--- Start DATA FOR THIS TASK ---

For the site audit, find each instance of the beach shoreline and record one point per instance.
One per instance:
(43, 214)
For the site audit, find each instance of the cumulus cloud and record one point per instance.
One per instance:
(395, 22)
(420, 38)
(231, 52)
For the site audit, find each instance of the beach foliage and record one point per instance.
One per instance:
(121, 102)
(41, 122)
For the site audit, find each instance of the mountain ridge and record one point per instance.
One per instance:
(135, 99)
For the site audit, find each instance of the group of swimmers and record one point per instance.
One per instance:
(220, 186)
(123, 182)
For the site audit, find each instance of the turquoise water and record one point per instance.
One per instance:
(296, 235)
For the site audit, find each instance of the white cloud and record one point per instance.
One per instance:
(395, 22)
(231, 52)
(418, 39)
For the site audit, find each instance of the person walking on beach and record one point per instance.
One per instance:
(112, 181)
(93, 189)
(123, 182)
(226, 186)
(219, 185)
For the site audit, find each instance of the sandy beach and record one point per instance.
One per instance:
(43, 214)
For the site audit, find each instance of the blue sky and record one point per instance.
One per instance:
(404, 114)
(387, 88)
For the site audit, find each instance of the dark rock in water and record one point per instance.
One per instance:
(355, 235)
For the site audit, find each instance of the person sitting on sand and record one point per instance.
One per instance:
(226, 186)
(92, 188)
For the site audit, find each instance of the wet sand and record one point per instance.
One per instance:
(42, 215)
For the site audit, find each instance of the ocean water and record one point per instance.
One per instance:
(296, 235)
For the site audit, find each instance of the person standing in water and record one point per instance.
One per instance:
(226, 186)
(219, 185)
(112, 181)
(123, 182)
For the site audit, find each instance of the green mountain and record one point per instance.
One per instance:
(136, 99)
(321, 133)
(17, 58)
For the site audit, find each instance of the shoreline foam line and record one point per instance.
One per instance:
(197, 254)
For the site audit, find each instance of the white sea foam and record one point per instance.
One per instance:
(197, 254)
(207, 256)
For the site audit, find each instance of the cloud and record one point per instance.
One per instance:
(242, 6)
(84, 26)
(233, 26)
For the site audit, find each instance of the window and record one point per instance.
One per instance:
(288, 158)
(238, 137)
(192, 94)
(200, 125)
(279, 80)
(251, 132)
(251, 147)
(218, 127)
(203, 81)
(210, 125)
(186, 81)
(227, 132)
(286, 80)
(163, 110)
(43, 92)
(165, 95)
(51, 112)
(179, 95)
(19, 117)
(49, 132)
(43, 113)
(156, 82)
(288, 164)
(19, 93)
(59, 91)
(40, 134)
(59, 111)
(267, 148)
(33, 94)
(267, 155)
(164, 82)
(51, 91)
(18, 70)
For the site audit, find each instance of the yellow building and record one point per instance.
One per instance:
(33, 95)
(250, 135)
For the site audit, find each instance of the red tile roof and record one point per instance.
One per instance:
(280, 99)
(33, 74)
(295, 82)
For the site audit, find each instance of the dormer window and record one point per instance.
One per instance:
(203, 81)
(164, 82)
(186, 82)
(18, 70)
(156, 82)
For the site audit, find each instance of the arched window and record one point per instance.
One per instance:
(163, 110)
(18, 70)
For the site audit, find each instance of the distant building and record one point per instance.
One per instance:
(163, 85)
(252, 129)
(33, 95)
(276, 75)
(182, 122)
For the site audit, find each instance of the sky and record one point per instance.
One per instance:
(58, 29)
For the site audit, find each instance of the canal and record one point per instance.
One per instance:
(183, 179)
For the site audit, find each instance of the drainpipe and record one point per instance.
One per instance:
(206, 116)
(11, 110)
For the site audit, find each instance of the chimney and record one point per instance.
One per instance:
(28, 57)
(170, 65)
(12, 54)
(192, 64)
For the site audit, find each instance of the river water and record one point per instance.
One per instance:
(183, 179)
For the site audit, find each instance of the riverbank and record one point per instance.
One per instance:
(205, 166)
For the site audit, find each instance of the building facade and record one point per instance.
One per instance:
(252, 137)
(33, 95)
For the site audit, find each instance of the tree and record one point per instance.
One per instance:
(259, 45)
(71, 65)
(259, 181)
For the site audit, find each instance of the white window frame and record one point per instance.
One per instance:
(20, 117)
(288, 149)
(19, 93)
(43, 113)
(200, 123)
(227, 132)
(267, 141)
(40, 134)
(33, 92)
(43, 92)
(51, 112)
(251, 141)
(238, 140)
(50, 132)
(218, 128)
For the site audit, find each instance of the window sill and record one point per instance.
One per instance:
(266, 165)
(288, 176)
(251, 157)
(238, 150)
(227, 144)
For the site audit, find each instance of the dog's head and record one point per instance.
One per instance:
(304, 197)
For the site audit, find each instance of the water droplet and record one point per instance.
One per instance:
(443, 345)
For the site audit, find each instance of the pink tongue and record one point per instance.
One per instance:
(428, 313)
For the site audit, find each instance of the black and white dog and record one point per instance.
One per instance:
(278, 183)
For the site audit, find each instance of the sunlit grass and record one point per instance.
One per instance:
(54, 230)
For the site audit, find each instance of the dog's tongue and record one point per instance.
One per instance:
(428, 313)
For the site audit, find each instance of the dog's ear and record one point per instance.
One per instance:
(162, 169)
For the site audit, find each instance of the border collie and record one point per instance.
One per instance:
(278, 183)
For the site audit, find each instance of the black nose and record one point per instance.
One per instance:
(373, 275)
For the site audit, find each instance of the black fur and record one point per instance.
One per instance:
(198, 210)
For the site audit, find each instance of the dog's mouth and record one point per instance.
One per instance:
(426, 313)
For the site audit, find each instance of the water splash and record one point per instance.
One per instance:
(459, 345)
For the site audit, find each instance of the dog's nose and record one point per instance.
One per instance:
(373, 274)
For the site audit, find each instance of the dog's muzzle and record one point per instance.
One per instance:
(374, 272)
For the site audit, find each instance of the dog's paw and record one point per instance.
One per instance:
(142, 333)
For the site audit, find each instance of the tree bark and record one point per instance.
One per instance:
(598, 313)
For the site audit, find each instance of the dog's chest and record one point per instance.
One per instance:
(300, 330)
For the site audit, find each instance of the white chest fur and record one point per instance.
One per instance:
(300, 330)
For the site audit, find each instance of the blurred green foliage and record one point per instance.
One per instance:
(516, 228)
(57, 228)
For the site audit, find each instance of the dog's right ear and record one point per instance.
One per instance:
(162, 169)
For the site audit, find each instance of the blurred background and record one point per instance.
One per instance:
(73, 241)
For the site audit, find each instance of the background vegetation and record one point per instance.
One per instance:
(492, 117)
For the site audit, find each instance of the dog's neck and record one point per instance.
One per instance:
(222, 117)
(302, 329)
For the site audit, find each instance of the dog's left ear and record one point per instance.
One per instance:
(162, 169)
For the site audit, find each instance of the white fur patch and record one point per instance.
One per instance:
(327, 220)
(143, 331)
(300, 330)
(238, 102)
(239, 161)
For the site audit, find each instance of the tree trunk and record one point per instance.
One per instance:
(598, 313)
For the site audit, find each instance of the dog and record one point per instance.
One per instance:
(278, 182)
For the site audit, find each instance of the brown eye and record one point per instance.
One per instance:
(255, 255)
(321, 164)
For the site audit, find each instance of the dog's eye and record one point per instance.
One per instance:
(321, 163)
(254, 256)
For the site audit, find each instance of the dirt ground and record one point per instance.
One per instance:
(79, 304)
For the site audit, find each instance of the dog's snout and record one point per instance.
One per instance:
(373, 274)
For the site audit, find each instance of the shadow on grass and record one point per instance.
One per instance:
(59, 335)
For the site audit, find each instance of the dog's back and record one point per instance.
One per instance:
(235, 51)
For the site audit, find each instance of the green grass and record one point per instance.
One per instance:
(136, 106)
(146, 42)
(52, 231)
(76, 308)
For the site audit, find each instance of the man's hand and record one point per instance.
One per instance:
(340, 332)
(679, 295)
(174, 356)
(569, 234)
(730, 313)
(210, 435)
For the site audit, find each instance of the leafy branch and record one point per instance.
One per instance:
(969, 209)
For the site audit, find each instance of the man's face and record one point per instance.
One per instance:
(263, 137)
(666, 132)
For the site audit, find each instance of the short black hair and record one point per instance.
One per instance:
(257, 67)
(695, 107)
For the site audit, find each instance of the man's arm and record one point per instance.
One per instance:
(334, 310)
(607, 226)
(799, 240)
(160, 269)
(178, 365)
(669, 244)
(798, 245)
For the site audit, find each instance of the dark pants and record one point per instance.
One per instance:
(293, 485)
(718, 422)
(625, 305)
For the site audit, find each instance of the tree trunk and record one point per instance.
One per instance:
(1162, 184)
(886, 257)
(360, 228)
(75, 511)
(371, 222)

--- End DATA FOR THIS TASK ---
--- Start DATA FOR THIS TASK ---

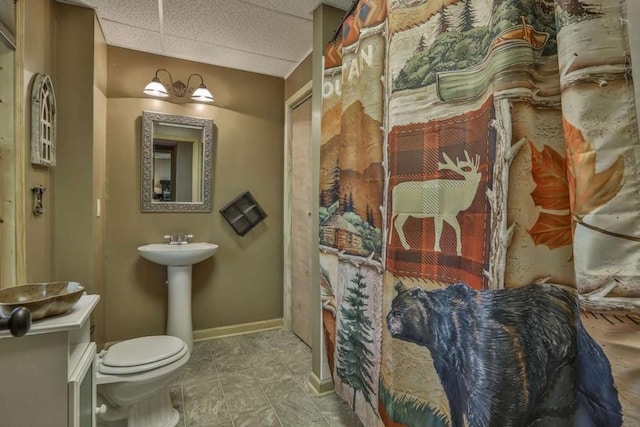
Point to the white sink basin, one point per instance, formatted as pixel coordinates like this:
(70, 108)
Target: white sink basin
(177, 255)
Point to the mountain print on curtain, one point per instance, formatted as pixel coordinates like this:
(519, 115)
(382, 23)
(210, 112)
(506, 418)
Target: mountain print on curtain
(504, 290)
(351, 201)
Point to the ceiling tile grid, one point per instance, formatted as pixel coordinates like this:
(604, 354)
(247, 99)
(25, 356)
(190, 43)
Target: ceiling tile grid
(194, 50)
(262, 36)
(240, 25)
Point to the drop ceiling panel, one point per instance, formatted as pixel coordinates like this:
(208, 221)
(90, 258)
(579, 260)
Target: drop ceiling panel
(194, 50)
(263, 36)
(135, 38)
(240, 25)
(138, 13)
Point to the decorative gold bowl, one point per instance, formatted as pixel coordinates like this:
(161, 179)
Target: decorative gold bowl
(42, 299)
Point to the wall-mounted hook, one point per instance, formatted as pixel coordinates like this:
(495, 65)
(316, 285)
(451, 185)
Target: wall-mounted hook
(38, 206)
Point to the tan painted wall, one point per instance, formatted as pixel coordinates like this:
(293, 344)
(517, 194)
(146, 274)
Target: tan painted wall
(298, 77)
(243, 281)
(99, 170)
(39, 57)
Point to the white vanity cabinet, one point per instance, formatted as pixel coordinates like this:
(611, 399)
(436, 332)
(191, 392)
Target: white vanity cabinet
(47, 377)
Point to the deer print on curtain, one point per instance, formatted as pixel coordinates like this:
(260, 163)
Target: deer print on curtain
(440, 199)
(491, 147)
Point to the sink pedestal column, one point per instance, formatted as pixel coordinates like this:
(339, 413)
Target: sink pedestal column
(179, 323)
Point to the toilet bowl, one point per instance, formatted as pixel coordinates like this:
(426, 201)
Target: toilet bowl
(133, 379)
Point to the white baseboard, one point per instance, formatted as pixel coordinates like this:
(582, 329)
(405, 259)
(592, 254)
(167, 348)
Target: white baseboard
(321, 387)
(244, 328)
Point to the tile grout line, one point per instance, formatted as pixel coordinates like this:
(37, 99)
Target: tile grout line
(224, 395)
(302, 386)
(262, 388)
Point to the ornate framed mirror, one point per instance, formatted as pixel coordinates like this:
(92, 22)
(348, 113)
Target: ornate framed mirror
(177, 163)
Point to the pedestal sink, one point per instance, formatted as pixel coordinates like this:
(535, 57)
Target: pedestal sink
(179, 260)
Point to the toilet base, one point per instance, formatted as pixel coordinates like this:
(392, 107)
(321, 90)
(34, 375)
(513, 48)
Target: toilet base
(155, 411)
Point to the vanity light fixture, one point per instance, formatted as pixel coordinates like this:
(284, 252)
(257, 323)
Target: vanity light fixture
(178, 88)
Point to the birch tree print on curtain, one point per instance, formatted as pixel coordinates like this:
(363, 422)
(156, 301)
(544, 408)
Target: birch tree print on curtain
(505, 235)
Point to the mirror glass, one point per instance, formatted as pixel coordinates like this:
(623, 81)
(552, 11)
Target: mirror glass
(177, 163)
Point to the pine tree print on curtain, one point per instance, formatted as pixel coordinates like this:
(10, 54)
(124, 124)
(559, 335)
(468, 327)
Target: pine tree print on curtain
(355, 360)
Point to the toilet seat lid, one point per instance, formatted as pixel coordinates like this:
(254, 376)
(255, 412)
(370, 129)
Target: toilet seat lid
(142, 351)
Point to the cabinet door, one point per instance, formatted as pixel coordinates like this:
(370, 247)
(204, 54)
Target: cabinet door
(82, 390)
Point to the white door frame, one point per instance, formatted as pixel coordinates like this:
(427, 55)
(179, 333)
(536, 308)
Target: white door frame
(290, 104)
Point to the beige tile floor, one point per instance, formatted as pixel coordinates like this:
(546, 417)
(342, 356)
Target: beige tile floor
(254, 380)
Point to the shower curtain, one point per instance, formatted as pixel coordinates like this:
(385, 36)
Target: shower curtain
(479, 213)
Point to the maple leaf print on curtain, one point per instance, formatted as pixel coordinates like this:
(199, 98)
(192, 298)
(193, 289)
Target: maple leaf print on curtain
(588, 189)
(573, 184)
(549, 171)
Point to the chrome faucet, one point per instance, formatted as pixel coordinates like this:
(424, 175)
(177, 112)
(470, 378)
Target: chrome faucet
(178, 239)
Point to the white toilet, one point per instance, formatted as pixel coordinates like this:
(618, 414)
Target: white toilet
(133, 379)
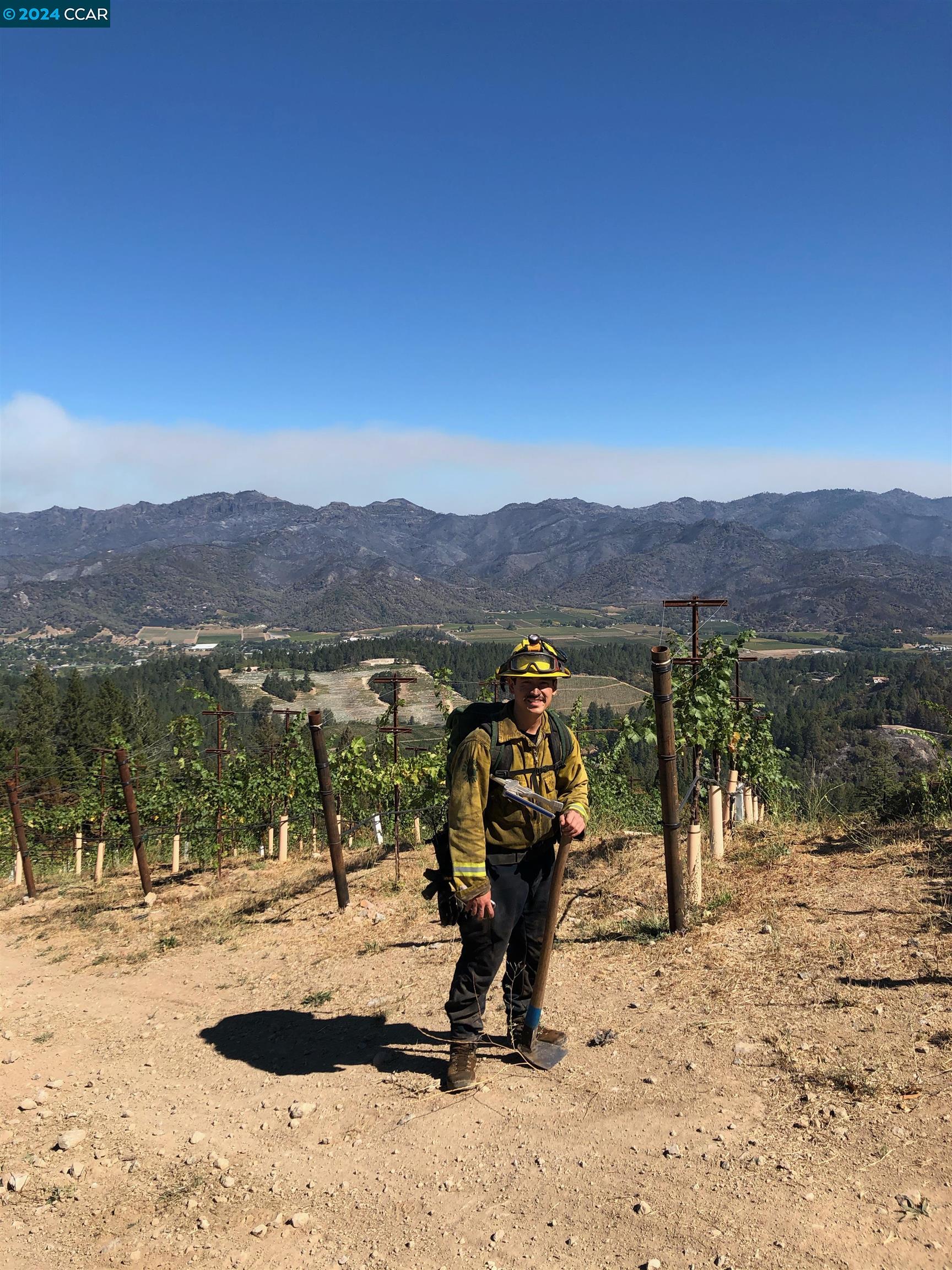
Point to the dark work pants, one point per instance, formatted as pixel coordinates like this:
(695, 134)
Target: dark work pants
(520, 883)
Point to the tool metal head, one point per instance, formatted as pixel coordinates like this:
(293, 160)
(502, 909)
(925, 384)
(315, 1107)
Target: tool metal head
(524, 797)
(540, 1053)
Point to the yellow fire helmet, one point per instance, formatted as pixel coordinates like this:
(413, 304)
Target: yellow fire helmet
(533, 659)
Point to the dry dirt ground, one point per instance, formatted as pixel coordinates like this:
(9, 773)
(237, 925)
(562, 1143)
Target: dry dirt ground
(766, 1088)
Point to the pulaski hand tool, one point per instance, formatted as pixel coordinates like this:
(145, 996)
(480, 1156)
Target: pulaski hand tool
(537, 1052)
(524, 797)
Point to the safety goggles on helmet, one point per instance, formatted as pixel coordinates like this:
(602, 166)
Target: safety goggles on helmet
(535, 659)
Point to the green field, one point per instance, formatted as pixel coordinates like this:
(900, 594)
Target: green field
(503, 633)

--- End DATA FOR THIS TASK ---
--- Start DATA FOR THIS TASK ---

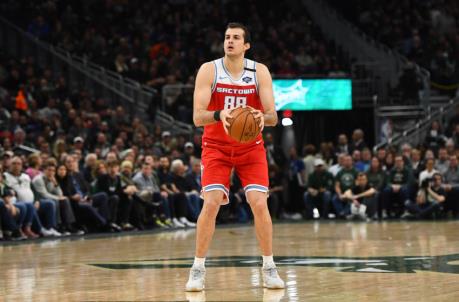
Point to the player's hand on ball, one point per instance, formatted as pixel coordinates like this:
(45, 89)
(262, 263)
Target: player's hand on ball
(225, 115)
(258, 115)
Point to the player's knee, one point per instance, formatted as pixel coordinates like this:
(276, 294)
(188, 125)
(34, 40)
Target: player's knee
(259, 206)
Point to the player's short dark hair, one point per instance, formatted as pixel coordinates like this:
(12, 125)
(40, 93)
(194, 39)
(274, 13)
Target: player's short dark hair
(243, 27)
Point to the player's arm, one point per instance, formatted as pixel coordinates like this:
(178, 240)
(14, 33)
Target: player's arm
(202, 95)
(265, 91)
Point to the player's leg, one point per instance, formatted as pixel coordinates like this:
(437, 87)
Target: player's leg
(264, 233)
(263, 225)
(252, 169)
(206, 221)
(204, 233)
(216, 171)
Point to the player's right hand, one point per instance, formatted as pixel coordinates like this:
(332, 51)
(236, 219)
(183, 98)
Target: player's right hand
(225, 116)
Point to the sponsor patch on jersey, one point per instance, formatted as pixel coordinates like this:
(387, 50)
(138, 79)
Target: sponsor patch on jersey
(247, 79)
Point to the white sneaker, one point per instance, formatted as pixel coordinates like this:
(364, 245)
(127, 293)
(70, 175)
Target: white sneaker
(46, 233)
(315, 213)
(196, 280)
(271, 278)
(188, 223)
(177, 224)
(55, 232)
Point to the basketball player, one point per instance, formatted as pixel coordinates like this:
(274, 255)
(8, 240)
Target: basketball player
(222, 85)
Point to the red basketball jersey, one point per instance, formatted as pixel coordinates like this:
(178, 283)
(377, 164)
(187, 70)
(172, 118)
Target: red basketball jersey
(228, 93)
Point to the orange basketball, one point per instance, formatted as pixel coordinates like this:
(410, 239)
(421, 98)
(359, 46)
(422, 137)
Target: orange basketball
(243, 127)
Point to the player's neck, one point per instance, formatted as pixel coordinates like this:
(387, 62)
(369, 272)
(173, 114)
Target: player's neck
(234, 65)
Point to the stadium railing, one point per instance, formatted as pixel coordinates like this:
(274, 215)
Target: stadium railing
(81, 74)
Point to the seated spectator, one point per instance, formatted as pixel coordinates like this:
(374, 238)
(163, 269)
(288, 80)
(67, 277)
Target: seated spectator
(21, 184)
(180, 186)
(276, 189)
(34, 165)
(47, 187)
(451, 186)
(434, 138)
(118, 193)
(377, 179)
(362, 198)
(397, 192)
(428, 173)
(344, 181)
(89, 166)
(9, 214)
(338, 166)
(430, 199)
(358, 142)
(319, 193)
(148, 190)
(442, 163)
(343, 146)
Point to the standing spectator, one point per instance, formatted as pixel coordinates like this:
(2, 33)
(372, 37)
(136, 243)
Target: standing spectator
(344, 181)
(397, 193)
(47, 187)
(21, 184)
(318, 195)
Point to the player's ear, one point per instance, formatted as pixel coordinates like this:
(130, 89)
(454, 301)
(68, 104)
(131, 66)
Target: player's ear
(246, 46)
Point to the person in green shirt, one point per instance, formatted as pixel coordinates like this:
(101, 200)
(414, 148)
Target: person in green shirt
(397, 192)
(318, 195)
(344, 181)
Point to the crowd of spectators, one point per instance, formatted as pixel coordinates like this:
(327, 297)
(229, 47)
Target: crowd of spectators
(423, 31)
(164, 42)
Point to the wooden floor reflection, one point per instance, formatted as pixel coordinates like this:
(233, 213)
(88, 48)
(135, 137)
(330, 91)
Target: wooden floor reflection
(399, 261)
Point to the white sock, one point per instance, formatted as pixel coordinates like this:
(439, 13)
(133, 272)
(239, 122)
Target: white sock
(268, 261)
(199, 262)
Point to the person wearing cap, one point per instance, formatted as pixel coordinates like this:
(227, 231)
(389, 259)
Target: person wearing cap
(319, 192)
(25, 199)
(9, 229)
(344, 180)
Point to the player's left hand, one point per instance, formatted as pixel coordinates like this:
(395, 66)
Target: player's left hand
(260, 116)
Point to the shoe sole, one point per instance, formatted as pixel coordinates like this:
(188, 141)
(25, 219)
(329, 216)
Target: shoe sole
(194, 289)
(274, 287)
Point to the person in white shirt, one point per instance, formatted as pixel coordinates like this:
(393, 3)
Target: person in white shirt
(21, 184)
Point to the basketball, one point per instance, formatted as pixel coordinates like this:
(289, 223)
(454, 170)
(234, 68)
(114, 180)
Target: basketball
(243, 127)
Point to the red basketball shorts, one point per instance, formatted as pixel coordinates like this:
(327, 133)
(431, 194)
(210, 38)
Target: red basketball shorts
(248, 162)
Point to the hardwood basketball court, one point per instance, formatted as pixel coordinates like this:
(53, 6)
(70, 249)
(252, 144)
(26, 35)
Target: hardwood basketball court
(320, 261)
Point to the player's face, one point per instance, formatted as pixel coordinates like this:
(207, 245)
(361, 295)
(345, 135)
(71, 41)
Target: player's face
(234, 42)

--- End DATA FOR THIS TASK ---

• [INSTRUCTIONS TO FOLLOW]:
Count the lines in the three blocks above that contain the string "tile", and give only the number.

• [SOLUTION FOR THIS EXERCISE]:
7